→ Estratto del testo
________________________

Quando il Sud aveva una storia

“L’eterna teoria del lasciar fare e lasciar passare mi pare che non debba applicarsi senza qualche
restrizione; giacché altrimenti passano solo la miseria e la corruzione”. Detto da destra. Villari non fu l’inventore della questione meridionale, contrariamente alla vulgata (quello sarà Salvemini, di Villari allievo: “L’unità d’Italia è stata per il Mezzogiorno un disastro”), lui era un unitarista convinto, ma della questione sociale. Cosa su cui invece si sorvola, da destra e anche da sinistra. Perché l’ha proposta da storico rispettoso della realtà, e quindi da una scomoda posizione: è l’Italia unita che lascia i poveri e bisognosi allo sbando, senza assistenza e senza prospettive, nelle “Lettere” di Pasquale Villari del 1862,  a ridosso dell’unificazione e dell’applicazione delle leggi eversive: le rendite mantenevano i poveri e i malati bisognosi. Se ne appropria la borghesia, sotto il pretesto dell’anticlericalismo, e ogni sua funzione sociale è cancellata, se non sotto le specie dell’avidità e la corruzione.
Quando pubblicò le “Lettere meridionali” più tardi, nel 1876, lo storico espunse queste prime che aveva mandato alla “Perseveranza” di Milano nel 1861 e nel 1862 - di cui già aveva fatto una plaquette (l’edizione online riproduce anche queste). Qualificandosi più per propugnare una politica liberale, che oggi di direbbe di sinistra. “Quando io penso a quello che ha fatto in questi ultimi anni il Ministero conservatore dell’Inghilterra (dove lo storico napoletano aveva risieduto, n.d.r.) in favore dei poveri… mi sento per la vergogna salire il rossore sul volto”.

________________________

→ Materiale fornito
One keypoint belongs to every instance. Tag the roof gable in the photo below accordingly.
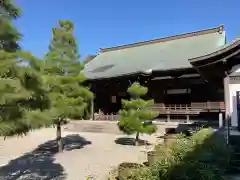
(155, 55)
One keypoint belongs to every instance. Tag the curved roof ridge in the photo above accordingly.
(222, 49)
(219, 29)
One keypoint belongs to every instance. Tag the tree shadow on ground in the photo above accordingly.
(127, 141)
(39, 164)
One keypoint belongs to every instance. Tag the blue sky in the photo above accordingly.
(109, 23)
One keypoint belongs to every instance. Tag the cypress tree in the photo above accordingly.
(63, 78)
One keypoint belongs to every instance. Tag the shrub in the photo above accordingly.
(204, 155)
(126, 170)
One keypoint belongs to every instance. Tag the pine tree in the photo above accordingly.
(63, 78)
(21, 94)
(135, 117)
(9, 35)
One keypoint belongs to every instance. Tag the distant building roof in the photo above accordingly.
(155, 55)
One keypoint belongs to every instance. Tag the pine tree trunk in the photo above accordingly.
(59, 138)
(137, 139)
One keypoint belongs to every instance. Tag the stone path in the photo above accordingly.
(34, 156)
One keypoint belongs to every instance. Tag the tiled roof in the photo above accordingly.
(155, 55)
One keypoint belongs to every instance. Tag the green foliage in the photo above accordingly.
(22, 96)
(134, 113)
(205, 155)
(9, 36)
(61, 73)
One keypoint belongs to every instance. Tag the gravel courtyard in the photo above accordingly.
(34, 156)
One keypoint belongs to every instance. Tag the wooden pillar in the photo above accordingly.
(92, 109)
(220, 120)
(227, 99)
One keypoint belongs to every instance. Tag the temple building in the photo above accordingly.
(190, 76)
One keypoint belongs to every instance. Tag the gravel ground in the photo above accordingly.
(34, 156)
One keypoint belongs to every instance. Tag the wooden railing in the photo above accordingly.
(173, 109)
(103, 117)
(205, 106)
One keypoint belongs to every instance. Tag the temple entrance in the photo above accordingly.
(177, 96)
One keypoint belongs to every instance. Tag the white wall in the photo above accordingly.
(233, 88)
(233, 103)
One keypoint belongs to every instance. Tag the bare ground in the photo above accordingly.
(34, 156)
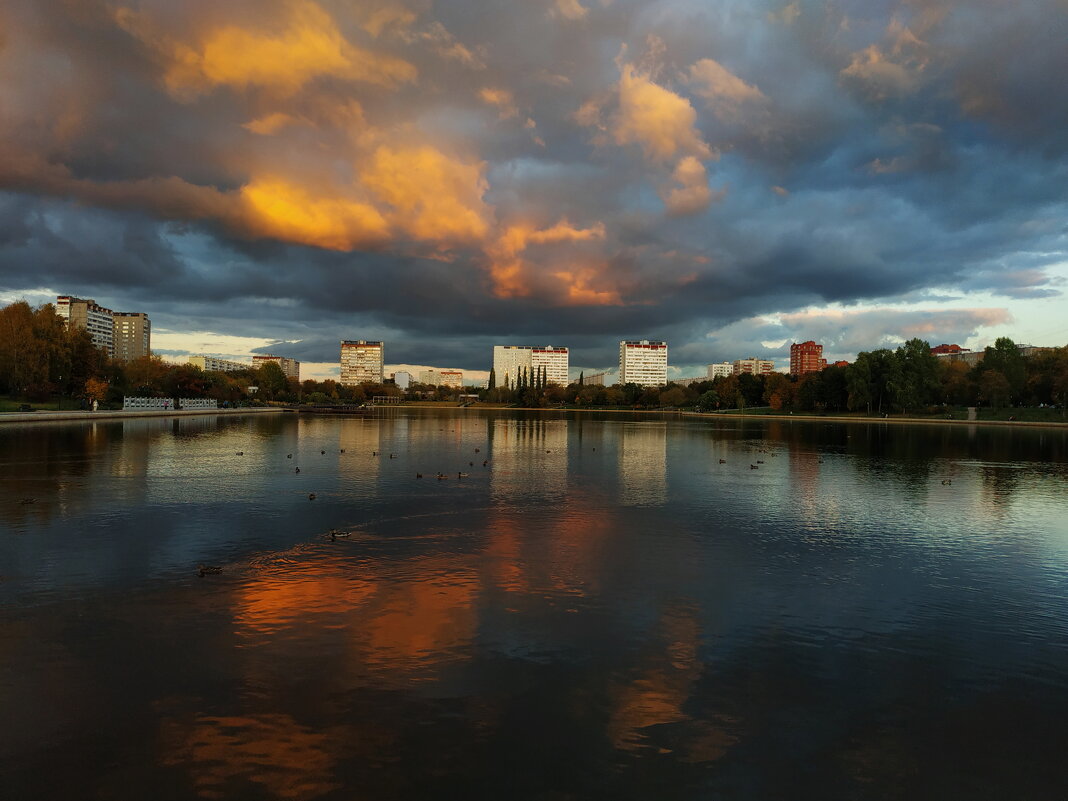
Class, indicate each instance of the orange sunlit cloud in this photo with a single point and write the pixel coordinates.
(435, 198)
(507, 267)
(660, 121)
(309, 47)
(284, 210)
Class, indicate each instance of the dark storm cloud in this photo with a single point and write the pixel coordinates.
(456, 174)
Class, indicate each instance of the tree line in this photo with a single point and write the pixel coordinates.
(42, 359)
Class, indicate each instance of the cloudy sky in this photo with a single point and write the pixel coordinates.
(728, 175)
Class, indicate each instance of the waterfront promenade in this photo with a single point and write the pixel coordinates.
(42, 417)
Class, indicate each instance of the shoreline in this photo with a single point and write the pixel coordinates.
(789, 418)
(48, 417)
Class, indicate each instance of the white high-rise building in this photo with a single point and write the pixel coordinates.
(643, 362)
(720, 368)
(84, 313)
(451, 378)
(554, 361)
(131, 334)
(361, 361)
(509, 360)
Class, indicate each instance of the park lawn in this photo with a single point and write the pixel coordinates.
(6, 404)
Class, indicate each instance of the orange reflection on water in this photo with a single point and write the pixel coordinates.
(415, 624)
(271, 752)
(276, 601)
(658, 694)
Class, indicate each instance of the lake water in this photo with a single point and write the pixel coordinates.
(606, 607)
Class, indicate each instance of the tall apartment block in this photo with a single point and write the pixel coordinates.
(643, 362)
(289, 366)
(217, 365)
(509, 360)
(806, 357)
(753, 366)
(720, 368)
(451, 378)
(361, 361)
(132, 335)
(87, 314)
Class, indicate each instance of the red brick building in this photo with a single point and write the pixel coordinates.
(942, 349)
(806, 357)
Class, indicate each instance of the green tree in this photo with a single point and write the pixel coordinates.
(1005, 358)
(994, 389)
(919, 375)
(708, 401)
(270, 378)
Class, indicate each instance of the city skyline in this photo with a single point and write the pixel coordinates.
(727, 177)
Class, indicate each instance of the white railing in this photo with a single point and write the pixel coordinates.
(148, 404)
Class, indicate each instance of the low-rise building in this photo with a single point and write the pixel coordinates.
(513, 361)
(753, 366)
(214, 364)
(289, 366)
(806, 357)
(720, 368)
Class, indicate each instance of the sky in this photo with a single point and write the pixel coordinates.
(727, 175)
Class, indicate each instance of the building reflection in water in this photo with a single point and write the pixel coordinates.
(657, 691)
(528, 455)
(224, 755)
(642, 453)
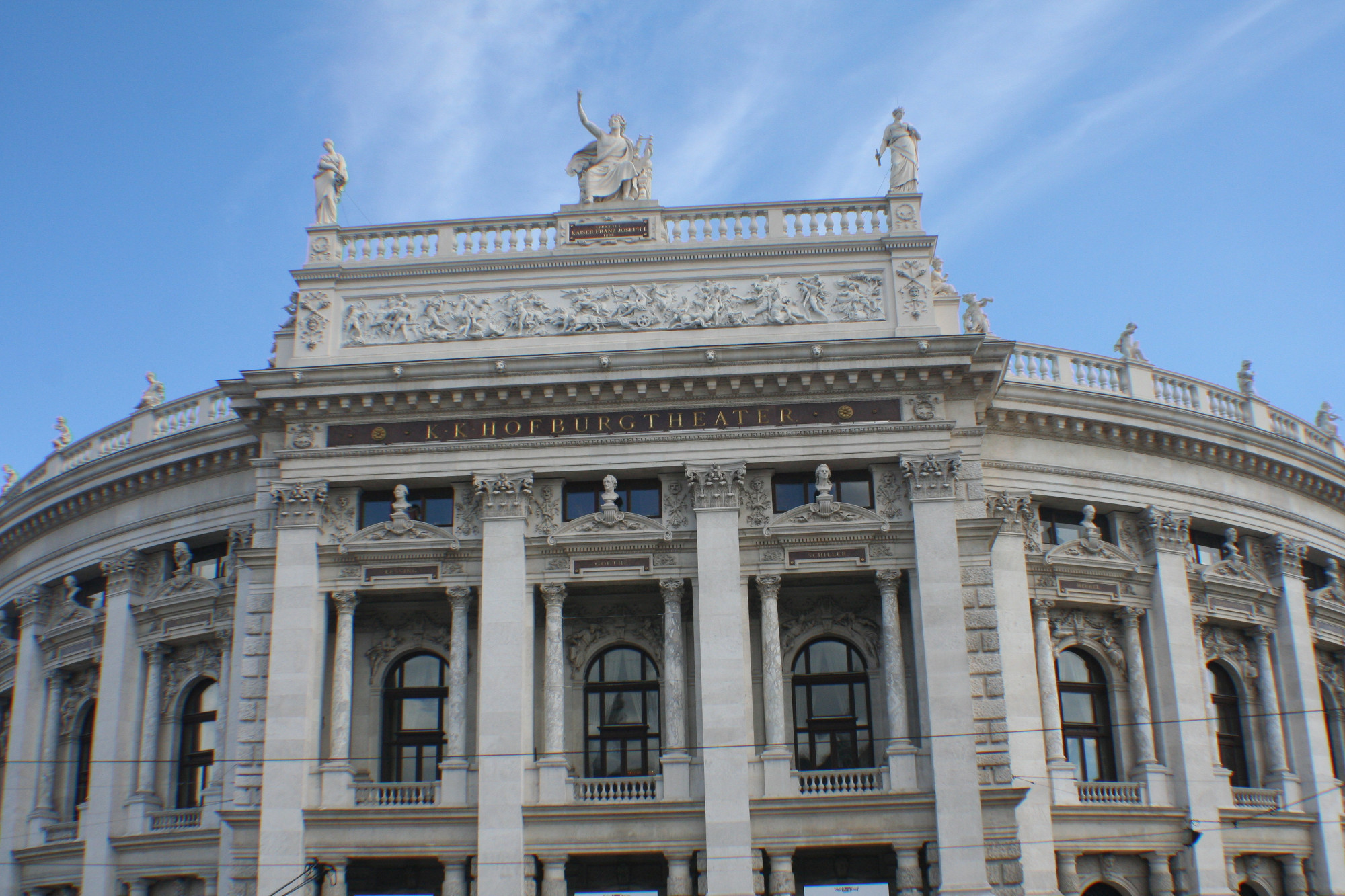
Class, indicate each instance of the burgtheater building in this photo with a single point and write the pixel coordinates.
(684, 551)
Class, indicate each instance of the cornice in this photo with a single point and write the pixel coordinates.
(336, 275)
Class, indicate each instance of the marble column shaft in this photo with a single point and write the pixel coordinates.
(773, 667)
(553, 671)
(150, 719)
(675, 667)
(344, 674)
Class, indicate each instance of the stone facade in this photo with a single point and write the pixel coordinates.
(728, 564)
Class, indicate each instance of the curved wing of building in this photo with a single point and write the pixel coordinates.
(681, 551)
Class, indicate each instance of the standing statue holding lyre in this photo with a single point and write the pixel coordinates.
(902, 139)
(611, 167)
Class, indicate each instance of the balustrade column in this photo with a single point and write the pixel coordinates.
(338, 774)
(902, 755)
(552, 767)
(676, 762)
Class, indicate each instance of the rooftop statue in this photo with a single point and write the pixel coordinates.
(330, 182)
(1245, 378)
(902, 139)
(154, 393)
(1128, 348)
(611, 167)
(974, 318)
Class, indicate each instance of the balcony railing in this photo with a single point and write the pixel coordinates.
(169, 419)
(851, 780)
(1256, 798)
(399, 794)
(1082, 372)
(174, 819)
(617, 790)
(1112, 792)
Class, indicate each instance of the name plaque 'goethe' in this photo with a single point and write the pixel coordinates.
(618, 423)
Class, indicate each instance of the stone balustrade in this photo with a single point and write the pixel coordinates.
(169, 419)
(1047, 366)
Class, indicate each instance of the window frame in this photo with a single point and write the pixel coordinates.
(395, 737)
(1100, 732)
(809, 725)
(650, 736)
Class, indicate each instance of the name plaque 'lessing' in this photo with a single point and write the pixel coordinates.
(613, 424)
(611, 231)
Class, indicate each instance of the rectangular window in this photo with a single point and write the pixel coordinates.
(849, 486)
(638, 495)
(427, 505)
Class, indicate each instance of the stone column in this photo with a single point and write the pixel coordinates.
(553, 873)
(680, 873)
(552, 767)
(676, 762)
(147, 797)
(902, 755)
(775, 758)
(115, 731)
(1022, 692)
(505, 663)
(1147, 768)
(453, 788)
(1184, 705)
(726, 704)
(1309, 747)
(338, 774)
(295, 685)
(26, 724)
(946, 676)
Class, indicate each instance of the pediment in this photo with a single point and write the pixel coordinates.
(1093, 552)
(611, 525)
(827, 517)
(396, 533)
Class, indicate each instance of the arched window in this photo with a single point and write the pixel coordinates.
(84, 759)
(832, 725)
(197, 745)
(1229, 721)
(621, 715)
(1085, 716)
(415, 692)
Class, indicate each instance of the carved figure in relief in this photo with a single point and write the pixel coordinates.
(1245, 378)
(607, 167)
(1327, 420)
(154, 393)
(63, 439)
(900, 139)
(330, 182)
(1128, 346)
(974, 319)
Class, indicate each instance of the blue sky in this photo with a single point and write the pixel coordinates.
(1085, 162)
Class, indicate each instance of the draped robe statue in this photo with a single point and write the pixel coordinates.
(329, 182)
(609, 167)
(902, 140)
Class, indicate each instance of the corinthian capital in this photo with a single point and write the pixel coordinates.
(299, 503)
(504, 495)
(124, 571)
(716, 486)
(1164, 530)
(1286, 555)
(933, 477)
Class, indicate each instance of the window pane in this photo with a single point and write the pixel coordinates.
(828, 657)
(1077, 708)
(832, 700)
(420, 713)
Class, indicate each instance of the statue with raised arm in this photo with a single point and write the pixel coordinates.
(330, 182)
(902, 139)
(609, 167)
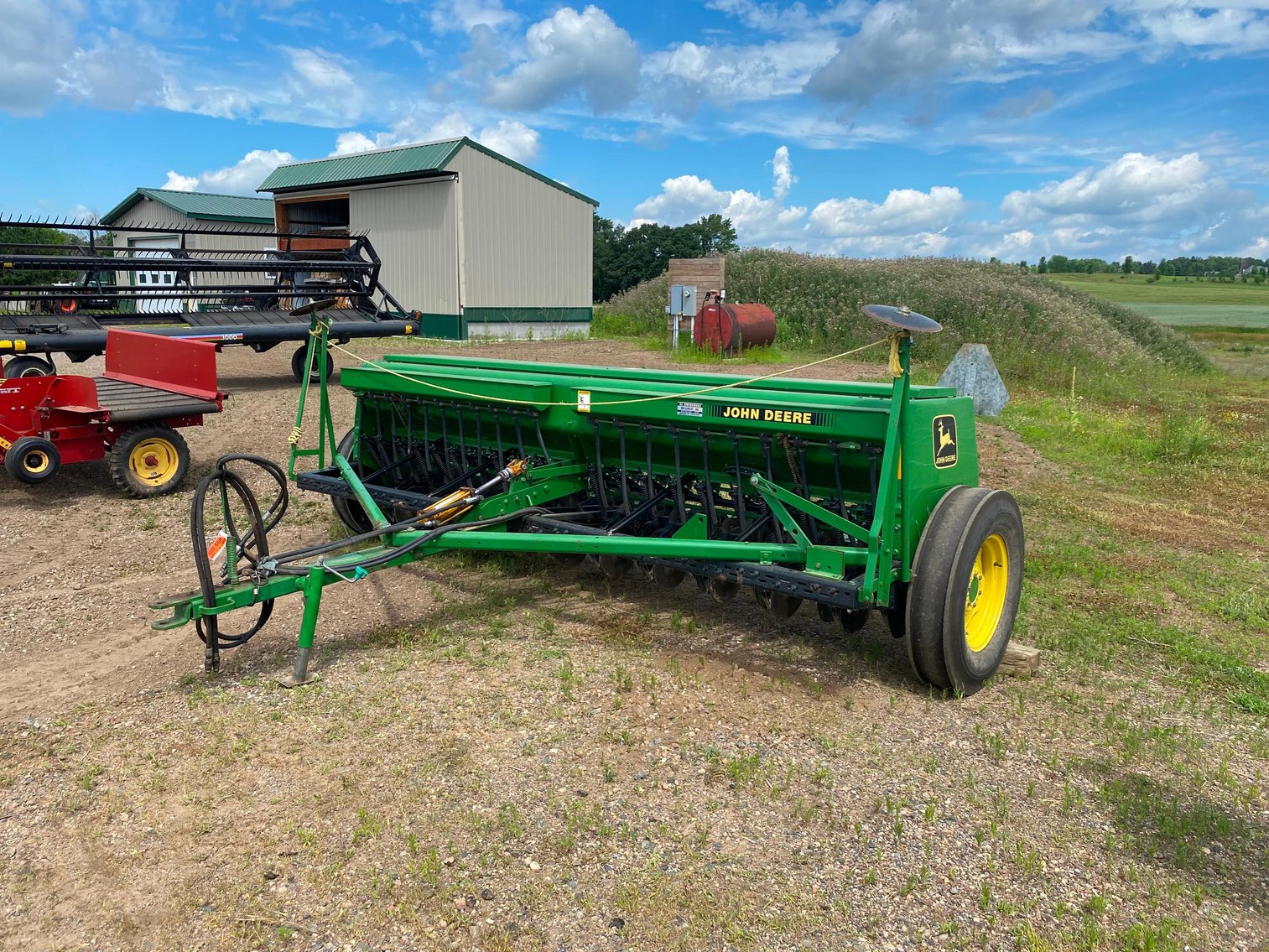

________________________

→ Da fare
a) Seleziona e ricopia ogni riga delle voci che contiene la parola "gravel".
b) Estendi il testo su Villari, continuando dopo la sua ultima frase.
Le voci non hanno alcun legame con il testo su Villari.

→ Soluzioni
a)
One keypoint belongs to every instance. Tag the gravel courtyard in the photo above accordingly.
One keypoint belongs to every instance. Tag the gravel ground in the photo above accordingly.

b)
Due delle lettere seconda serie, dirette al direttore dell’ “Opinione”, sono analisi tuttora valide de “La camorra” e “La mafia”. Villari pone l’origine della camorra nell’abolizione del feudalesimo e nell’unificazione dell’Italia. Nell’uso spregiudicato dei camorristi come gestori dell’ordine e del commercio da parte di Liborio Romano, il ministro borbonico dell’Interno passato con Garibaldi, e dei nuovi amministratori. E nell’abbandono a se stessa della plebe da parte dello stato unitario. Mentre in antico la Corte, le grandi famiglie e i conventi davano di che vivere alle masse. C’era un equilibrio, seppure non produttivo.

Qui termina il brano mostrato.